--- Excerpted text ---
* Begin *

Something the same may be said of Joseph Beaumont, a friend of Crashaw, and like him ejected from Peterhouse, son-in-law of Bishop Wren, and, later, head of Jesus College. Beaumont, a strong cavalier and an orthodox churchman, was a kind of adversary of More's, whose length and quaintness he has exceeded, while he has almost rivalled his learning in Psyche or Love's Mystery, a religious poem of huge dimensions, first published in 1648 and later in 1702. Beaumont, as both fragments of this vast thing and his minor poems show, had fancy, taste, and almost genius on opportunity; but the prevailing mistake of his school, the idea that poetry is a fit vehicle for merely prosaic expression, is painfully apparent in him.

* End *

--- Instructions ---
[1] In the Joseph Beaumont passage, in which years was Psyche or Love's Mystery published?
[2] Carry on the Joseph Beaumont passage, picking up after its final sentence.
The records that come next are unrelated to the Joseph Beaumont passage.

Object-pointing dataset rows
* Begin *

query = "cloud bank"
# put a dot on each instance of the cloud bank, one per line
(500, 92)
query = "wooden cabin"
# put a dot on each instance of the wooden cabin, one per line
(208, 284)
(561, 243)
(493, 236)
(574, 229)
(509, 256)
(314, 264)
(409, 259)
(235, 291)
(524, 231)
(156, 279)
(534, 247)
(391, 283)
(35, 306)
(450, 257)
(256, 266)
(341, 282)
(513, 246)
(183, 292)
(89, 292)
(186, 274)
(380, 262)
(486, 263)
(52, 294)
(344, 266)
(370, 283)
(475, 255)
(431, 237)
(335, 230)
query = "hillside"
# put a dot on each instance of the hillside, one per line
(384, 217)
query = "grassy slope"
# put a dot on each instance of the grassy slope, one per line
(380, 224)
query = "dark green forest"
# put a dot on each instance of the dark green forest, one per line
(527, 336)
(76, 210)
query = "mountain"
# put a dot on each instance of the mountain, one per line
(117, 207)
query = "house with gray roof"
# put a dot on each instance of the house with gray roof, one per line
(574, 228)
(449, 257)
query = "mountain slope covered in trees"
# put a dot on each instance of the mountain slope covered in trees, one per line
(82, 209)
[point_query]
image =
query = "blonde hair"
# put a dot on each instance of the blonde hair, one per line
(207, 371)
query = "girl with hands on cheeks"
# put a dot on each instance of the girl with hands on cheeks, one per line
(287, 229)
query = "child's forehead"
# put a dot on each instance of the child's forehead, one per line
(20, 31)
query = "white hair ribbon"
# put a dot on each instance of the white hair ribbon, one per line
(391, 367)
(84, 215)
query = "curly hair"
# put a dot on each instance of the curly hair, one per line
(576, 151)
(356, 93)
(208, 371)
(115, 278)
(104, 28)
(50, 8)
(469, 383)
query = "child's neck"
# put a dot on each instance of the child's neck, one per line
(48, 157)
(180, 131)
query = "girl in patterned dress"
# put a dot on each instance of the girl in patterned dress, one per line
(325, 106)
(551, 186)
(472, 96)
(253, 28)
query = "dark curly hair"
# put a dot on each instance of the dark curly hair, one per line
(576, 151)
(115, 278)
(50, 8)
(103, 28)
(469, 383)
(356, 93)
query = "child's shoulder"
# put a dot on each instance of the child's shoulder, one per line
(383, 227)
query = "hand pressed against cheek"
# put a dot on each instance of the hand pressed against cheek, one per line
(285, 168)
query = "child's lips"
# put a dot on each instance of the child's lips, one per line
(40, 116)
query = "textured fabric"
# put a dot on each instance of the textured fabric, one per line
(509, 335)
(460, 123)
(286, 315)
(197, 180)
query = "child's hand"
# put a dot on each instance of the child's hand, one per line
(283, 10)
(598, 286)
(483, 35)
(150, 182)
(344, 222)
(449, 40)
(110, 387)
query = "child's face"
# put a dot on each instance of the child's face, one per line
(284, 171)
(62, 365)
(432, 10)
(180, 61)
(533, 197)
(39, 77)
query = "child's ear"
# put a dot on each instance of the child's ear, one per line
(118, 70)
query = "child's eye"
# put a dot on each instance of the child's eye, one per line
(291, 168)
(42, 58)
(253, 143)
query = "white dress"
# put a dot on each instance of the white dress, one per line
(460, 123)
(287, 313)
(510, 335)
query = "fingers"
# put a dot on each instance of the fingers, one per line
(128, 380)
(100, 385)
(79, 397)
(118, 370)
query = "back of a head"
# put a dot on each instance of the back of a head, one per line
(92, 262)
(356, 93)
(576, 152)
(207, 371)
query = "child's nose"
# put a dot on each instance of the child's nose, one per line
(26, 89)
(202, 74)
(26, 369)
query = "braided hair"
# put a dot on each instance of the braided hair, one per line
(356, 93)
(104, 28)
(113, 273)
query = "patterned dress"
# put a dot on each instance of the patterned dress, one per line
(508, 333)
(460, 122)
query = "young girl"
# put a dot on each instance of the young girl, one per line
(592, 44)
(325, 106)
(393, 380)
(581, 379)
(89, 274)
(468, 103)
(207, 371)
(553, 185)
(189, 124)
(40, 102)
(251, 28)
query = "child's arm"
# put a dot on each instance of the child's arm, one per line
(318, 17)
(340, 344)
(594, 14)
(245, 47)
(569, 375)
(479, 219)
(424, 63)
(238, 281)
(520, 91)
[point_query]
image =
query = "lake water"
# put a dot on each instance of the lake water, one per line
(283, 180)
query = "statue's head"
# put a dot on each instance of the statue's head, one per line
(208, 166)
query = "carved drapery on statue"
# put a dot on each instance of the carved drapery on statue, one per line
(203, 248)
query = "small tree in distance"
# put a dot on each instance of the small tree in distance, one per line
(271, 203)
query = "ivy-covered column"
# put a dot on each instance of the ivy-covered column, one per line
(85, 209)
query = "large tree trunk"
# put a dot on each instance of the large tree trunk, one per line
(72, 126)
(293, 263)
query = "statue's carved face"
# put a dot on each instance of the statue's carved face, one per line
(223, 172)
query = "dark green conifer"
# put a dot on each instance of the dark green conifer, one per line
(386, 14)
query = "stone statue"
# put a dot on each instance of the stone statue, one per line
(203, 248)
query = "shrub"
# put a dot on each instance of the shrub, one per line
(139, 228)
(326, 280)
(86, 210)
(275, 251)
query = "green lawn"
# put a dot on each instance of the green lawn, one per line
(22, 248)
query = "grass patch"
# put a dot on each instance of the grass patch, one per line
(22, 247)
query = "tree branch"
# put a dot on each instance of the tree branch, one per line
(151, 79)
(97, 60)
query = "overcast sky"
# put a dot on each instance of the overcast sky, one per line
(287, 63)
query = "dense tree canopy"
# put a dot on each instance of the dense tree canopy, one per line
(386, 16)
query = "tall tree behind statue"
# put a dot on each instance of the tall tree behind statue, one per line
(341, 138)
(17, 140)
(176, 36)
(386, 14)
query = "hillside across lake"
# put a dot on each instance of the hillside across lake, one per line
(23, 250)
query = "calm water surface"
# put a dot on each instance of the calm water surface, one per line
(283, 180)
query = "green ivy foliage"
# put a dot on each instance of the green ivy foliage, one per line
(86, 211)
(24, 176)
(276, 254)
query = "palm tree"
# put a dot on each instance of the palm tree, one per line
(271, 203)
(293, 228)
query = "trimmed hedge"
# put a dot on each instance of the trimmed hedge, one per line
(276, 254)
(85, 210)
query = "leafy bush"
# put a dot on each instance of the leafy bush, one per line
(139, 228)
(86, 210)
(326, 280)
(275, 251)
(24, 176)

* End *

--- Answers ---
[1] It was first published in 1648 and later in 1702.

[2]
First, for various reasons, among the nondescripts of the Caroline school, deserves to be mentioned William Habington, a Roman Catholic gentleman of good upper middle-class station, whose father was himself a man of letters, and had some trouble in the Gunpowder Plot. He was born at Hindlip Hall, near Worcester, in the year of the plot itself, courted and married Lucy Herbert, daughter of his neighbour, Lord Powis, and published her charms and virtues in the collection called Castara, first issued in 1634. Habington also wrote a tragic comedy, The Queen of Aragon, and some other work, but died in middle life. It is upon Castara that his fame rests. To tell the truth it is, though, as had been said, an estimable, yet a rather irritating work. That Habington was a true lover every line of it shows; that he had a strong infusion of the abundant poetical inspiration then abroad is shown by line after line, though hardly by poem after poem, among its pieces. His series of poems on the death of his friend Talbot is full of beauty. His religion is sincere, fervent, and often finely expressed; though he never rose to Herbert's pure devotion, or to Crashaw's flaming poetry. One of the later Castara poems may be given:—
"We saw and woo'd each other's eyes, My soul contracted then with thine, And both burnt in one sacrifice, By which our marriage grew divine.
"Let wilder youths, whose soul is sense, Profane the temple of delight, And purchase endless penitence, With the stolen pleasure of one night.
"Time's ever ours, while we despise The sensual idol of our clay, For though the sun do set and rise, We joy one everlasting day.
"Whose light no jealous clouds obscure, While each of us shine innocent, The troubled stream is still impure; With virtue flies away content.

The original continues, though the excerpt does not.